[WORK INSTRUCTIONS]
Copy the material word for word, starting from the line containing "Get the asphalt driveway." and continuing up to and including the last line of the material.

[DATA LINES]

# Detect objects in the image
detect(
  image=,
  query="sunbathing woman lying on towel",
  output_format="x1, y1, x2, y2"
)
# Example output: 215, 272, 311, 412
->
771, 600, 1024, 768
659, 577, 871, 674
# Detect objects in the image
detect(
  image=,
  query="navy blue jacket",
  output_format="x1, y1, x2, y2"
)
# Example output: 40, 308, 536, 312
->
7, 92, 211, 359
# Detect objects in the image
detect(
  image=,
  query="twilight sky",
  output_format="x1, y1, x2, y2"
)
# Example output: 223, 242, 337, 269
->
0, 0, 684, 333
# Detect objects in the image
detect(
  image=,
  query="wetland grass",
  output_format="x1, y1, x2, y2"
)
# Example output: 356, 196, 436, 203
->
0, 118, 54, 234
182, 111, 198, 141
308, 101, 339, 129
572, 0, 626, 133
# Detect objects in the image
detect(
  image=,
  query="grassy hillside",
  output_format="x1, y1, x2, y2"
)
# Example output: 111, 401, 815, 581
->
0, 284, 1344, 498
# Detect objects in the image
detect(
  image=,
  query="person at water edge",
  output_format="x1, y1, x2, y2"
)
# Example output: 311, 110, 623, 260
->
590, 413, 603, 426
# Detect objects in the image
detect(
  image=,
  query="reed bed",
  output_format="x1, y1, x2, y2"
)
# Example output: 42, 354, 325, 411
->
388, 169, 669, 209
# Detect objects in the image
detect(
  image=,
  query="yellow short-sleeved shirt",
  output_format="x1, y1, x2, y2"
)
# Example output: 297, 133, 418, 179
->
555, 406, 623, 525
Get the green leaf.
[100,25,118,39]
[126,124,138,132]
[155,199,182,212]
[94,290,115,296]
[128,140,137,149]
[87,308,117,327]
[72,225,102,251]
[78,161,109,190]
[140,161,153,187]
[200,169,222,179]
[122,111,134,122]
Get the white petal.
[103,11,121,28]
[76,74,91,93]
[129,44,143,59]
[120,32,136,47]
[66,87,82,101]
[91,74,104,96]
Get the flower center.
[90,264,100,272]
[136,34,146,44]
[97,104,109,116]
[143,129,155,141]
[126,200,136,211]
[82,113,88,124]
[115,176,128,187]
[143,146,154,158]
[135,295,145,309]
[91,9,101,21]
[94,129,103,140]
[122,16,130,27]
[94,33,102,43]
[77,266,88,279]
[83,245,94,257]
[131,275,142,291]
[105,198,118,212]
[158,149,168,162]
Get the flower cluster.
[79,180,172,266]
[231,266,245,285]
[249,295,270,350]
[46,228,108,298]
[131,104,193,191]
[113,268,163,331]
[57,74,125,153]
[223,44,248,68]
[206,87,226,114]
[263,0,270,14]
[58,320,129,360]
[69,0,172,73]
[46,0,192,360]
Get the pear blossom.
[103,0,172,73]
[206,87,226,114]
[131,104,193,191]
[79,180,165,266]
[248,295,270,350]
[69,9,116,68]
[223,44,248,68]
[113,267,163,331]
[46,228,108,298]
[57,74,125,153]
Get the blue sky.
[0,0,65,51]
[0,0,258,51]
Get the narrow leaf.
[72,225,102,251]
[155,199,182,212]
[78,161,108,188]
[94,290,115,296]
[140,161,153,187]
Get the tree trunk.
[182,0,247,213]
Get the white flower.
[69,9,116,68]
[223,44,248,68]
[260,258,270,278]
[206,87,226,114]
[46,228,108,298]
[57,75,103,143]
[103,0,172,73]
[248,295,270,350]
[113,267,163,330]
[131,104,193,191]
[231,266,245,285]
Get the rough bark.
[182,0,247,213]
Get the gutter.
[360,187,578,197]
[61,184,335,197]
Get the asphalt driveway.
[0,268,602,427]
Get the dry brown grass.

[FULL OUTPUT]
Get the asphalt driveway.
[0,268,602,427]
Get the dry brown grass.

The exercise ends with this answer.